What you are asked to do
Set the entries down once more, exactly as they are worded.

++++ Supplied material ++++

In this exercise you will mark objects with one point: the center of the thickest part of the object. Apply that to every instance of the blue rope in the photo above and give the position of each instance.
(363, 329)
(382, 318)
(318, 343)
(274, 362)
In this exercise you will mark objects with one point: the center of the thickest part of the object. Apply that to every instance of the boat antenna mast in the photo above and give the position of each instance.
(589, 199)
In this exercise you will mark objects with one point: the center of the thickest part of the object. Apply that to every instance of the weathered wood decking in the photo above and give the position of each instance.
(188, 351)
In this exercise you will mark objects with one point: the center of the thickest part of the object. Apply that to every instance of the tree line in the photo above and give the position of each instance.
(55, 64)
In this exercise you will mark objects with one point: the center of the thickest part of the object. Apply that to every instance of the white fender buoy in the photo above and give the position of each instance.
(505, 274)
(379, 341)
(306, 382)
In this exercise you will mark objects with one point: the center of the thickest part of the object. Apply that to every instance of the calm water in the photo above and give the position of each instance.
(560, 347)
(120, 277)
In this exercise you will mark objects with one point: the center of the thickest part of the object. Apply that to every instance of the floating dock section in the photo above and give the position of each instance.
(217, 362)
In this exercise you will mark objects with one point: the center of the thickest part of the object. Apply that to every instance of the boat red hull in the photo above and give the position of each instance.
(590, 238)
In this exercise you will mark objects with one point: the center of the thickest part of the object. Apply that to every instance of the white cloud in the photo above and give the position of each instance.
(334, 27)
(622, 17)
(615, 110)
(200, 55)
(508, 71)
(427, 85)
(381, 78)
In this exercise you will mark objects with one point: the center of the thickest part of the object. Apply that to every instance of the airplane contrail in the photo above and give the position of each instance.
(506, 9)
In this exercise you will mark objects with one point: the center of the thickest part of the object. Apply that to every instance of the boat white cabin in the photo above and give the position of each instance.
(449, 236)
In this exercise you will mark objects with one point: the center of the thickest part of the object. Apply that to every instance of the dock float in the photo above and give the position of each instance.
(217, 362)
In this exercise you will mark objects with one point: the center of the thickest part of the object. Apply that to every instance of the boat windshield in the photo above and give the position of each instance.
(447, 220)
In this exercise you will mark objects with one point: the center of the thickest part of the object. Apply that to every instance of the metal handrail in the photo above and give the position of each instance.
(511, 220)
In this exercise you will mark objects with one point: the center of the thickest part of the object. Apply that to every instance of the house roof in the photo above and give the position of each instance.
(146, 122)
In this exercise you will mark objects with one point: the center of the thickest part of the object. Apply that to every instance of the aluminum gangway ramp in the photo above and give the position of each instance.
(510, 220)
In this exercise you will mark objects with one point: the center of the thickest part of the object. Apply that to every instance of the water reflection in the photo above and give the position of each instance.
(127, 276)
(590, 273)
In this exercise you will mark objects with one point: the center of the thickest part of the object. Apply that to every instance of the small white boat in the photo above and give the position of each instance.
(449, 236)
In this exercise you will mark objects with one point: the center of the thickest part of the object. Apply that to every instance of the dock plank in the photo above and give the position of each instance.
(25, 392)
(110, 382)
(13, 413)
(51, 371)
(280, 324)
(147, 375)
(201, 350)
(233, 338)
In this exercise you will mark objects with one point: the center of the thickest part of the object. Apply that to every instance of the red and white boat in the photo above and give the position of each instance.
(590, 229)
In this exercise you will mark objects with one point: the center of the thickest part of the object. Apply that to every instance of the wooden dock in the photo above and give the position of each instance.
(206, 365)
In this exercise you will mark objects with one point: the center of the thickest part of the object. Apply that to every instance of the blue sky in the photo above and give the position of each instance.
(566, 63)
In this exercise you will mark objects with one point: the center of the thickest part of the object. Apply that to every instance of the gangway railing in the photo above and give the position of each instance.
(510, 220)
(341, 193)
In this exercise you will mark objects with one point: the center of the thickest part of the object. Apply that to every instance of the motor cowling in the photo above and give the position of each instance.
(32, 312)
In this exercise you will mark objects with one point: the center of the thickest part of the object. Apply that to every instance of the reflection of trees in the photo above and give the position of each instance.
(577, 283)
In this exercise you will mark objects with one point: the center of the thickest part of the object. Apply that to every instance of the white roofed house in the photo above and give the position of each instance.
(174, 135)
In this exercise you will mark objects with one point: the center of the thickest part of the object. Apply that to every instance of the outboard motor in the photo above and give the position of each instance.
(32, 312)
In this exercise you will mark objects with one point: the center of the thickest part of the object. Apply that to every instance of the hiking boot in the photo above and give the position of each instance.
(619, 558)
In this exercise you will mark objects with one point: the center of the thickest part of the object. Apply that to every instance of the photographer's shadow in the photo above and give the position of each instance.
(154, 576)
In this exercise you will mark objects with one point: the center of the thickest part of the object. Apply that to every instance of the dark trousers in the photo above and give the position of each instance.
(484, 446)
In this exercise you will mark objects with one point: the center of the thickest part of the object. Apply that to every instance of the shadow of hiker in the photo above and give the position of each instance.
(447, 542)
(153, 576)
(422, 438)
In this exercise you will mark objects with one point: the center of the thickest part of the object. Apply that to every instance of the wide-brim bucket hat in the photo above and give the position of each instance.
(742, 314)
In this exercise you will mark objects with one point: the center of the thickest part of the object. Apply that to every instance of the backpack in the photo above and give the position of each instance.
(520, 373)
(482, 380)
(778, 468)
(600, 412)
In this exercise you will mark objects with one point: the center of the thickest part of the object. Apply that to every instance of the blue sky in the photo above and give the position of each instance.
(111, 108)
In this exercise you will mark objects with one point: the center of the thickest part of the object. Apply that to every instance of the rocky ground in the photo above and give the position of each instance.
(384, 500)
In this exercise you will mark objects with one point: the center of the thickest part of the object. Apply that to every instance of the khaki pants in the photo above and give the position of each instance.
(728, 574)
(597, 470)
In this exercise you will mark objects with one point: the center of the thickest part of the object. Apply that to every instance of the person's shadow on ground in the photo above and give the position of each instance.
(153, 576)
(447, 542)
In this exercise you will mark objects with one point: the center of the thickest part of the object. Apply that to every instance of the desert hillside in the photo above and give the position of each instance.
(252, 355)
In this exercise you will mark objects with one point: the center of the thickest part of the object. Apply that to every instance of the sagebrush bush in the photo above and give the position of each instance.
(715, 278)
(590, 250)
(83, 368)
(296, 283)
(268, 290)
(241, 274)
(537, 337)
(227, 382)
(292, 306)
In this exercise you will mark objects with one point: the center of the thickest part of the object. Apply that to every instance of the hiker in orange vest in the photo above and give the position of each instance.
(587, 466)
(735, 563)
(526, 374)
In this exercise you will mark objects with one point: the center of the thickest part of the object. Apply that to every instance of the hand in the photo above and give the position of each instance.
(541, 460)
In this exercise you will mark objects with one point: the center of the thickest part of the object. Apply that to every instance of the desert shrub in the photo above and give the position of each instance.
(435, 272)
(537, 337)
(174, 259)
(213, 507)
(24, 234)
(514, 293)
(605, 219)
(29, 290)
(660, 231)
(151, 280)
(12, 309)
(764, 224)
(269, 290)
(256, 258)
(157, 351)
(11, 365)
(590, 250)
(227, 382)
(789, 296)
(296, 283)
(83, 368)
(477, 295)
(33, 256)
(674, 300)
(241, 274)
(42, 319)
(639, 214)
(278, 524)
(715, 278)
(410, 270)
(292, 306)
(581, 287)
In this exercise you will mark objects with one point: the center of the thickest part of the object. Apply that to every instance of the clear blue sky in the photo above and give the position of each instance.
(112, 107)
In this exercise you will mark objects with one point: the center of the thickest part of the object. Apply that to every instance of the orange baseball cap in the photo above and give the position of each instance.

++++

Exercise result
In this exercise you will mark objects with one point: the center of the thickest part of the object. Apply that to every instance of the blue rope in the photo above and give the position of each instance.
(363, 329)
(382, 318)
(318, 343)
(274, 362)
In this exercise you will mark objects with one point: the center of the thickest part of the object. Apply that to every instance of the boat antenna mast in the photo above and give the position of each instance.
(589, 199)
In this exercise you will mark objects with one point: the center of the thickest part of the object. Apply that to every instance of the weathered wood decking in the photo above and give the position of each instance.
(188, 351)
In this exercise you will mark objects with one point: the center of the thickest part of the object. Apply that to every instance of the tree line in the photo above and give the position of each instance.
(55, 64)
In this exercise you will mark objects with one point: the center of the thickest part of the object. Apply that to every instance of the white fender buoy in the photo above and give the position of each instance.
(505, 274)
(379, 341)
(306, 382)
In this exercise you will mark objects with one point: the center of the thickest part of the object. Apply that to every instance of the calm water in the photo above and give the position of each instance.
(560, 347)
(120, 277)
In this exercise you will mark objects with one point: the center of the thickest part of the object. Apply that to every instance of the floating dock section in the photo above and give the position of each instance.
(217, 362)
In this exercise you will mark objects with one point: the center of the thickest part of the object. Apply that to every instance of the boat red hull in the photo above and give the position of each instance.
(590, 238)
In this exercise you will mark objects with one point: the center of the thickest part of the object. Apply that to every instance of the white cloud in the photo above and give the position of each instance.
(334, 27)
(622, 17)
(615, 110)
(200, 55)
(508, 71)
(427, 85)
(381, 78)
In this exercise you will mark objects with one point: the center of the thickest part of the object. Apply that to every instance of the airplane contrail in the photo above and give the position of each instance.
(506, 9)
In this exercise you will mark objects with one point: the center of the thickest part of the object. Apply that to every instance of the boat white cabin in the photo above and give the position of each instance.
(449, 236)
In this exercise you will mark objects with one point: the center of the thickest part of the object. Apply that to every instance of the dock float in the photo above and give the position of each instance.
(217, 362)
In this exercise you will mark objects with one point: the center of the thickest part of the object. Apply that to every instance of the boat windshield in the photo above and give the position of each instance.
(447, 220)
In this exercise you will mark objects with one point: the center of the thickest part of the object. Apply that to every instance of the metal handrail in the photo above and give the position of each instance.
(511, 220)
In this exercise you will mark objects with one point: the center of the thickest part of the object. Apply that to every instance of the house roof in the photo above and give the position of each instance.
(146, 122)
In this exercise you will mark objects with one point: the center of the thickest part of the object. Apply that to every instance of the aluminum gangway ramp in the photo above and give the position of each instance.
(510, 220)
In this exercise you will mark objects with one point: the center of the thickest part of the object. Apply that to every instance of the water reflection in the photo above and give the position of each instance.
(127, 276)
(590, 273)
In this exercise you will mark objects with one point: the center of the thickest part of the object. Apply that to every instance of the small white boat in the photo above and give the position of each instance.
(449, 236)
In this exercise you will mark objects with one point: the center of the thickest part of the object. Apply that to every instance of the dock plank in the photo above and give the position of each instance.
(25, 392)
(110, 382)
(13, 413)
(51, 371)
(280, 324)
(147, 375)
(201, 350)
(233, 338)
In this exercise you will mark objects with one point: the center of the thickest part of the object. Apply that to every instance of the red and white boat in the photo above and give the position of each instance.
(590, 229)
In this exercise you will mark objects with one point: the center of the thickest part of the object. Apply that to every instance of the wooden dock in the photo above and give the position of each instance.
(206, 365)
In this exercise you will mark objects with one point: the center of the thickest part of the object. Apply that to every instance of the blue sky in the photo above and give the position of each instance.
(566, 63)
In this exercise you will mark objects with one point: the center of the thickest part of the object. Apply that to every instance of the gangway railing in the photo above and give the position of each instance.
(510, 220)
(341, 193)
In this exercise you will mark objects with one point: the center of the thickest part of the object. Apply that to every instance of the motor cowling in the photo above and give the position of each instance.
(32, 312)
In this exercise you will mark objects with one point: the center of the thickest part of the object. Apply that to every instance of the reflection of trees in the photo above and give the position of each instance.
(577, 283)
In this exercise you will mark objects with one point: the center of the thickest part of the object. Apply that to every instance of the white roofed house in the photo above and give the position of each instance.
(174, 135)
In this exercise you will mark objects with one point: the center of the thickest part of the object. Apply that to every instance of the outboard motor in the photo above and give the position of each instance.
(32, 312)
In this exercise you will mark objects with one point: the center of the thickest part of the object. Apply that to every instance of the hiking boot in the photo above and give the position of each instance.
(619, 558)
In this exercise you will mark objects with one point: the center of the thickest part of the object. Apply that to every instance of the photographer's shadow in the photo above and give the position of each instance.
(154, 576)
In this exercise you will mark objects with one point: the center of the thickest part of the object. Apply that to every instance of the dark trousers in the photo above and give the position of each instance.
(484, 446)
In this exercise you will mark objects with one point: the center of the thickest part of the object. Apply that to every instance of the shadow of hiker in the photo above and give the position of each instance.
(447, 542)
(153, 576)
(422, 438)
In this exercise you will mark objects with one point: the center of the thickest part of the object. Apply that to every instance of the wide-brim bucket hat in the photo above and give the position of each instance.
(742, 314)
In this exercise you will mark objects with one point: the center of the thickest part of the object. Apply that to every instance of the backpack in the photo above and give the position of each instance.
(520, 373)
(482, 380)
(778, 468)
(600, 412)
In this exercise you will mark objects with one point: the center of the thickest part of the object. Apply that to every instance of the blue sky in the photo above and give the position of each instance.
(111, 108)
In this exercise you will mark objects with one point: the center of the thickest part of the object. Apply that to every instance of the rocky ground in the photo above and give the position of each instance.
(384, 500)
In this exercise you will mark objects with one point: the center of the thickest part of the object. Apply that to every instance of the khaki pants in the photo above and give the position of each instance.
(728, 574)
(597, 470)
In this exercise you will mark objects with one point: the center of the thickest part of the object. Apply that to every instance of the person's shadow on ground in the photo above and give the position of each instance.
(153, 576)
(447, 542)
In this exercise you will mark objects with one point: the center of the thickest part of the object. Apply that to every instance of the desert hillside in the photo above and give the position of each instance.
(252, 355)
In this exercise you will mark objects with one point: the center of the thickest part of the object. Apply that to every instance of the sagebrush bush in the photo above and give the position of each instance.
(715, 278)
(590, 250)
(83, 368)
(296, 283)
(268, 290)
(241, 274)
(537, 337)
(227, 382)
(292, 306)
In this exercise you will mark objects with one point: the center of the thickest part of the object. Apply that to every instance of the hiker in orange vest in the photo above and give the position of each instance.
(587, 466)
(735, 563)
(526, 374)
In this exercise you will mark objects with one point: the center of the thickest part of the object. Apply that to every instance of the hand in the photo above and give the position of each instance.
(541, 460)
In this exercise you will mark objects with one point: the center of the thickest part of the object. Apply that to every instance of the desert shrub in the photo above and give the position of each instance.
(435, 272)
(537, 337)
(174, 259)
(213, 507)
(24, 234)
(514, 293)
(605, 219)
(29, 290)
(660, 231)
(151, 280)
(12, 309)
(764, 224)
(269, 290)
(256, 258)
(157, 351)
(11, 365)
(590, 250)
(227, 382)
(789, 296)
(296, 283)
(83, 368)
(477, 295)
(33, 256)
(674, 300)
(241, 274)
(42, 319)
(639, 214)
(278, 524)
(715, 278)
(410, 270)
(292, 306)
(581, 287)
In this exercise you will mark objects with one point: the center of the thickest part of the object. Apply that to every instance of the clear blue sky in the photo above and give the position of each instance.
(112, 107)
In this exercise you will mark objects with one point: the center of the thickest part of the object. Apply that to every instance of the orange baseball cap in the photo above and give the position of each instance.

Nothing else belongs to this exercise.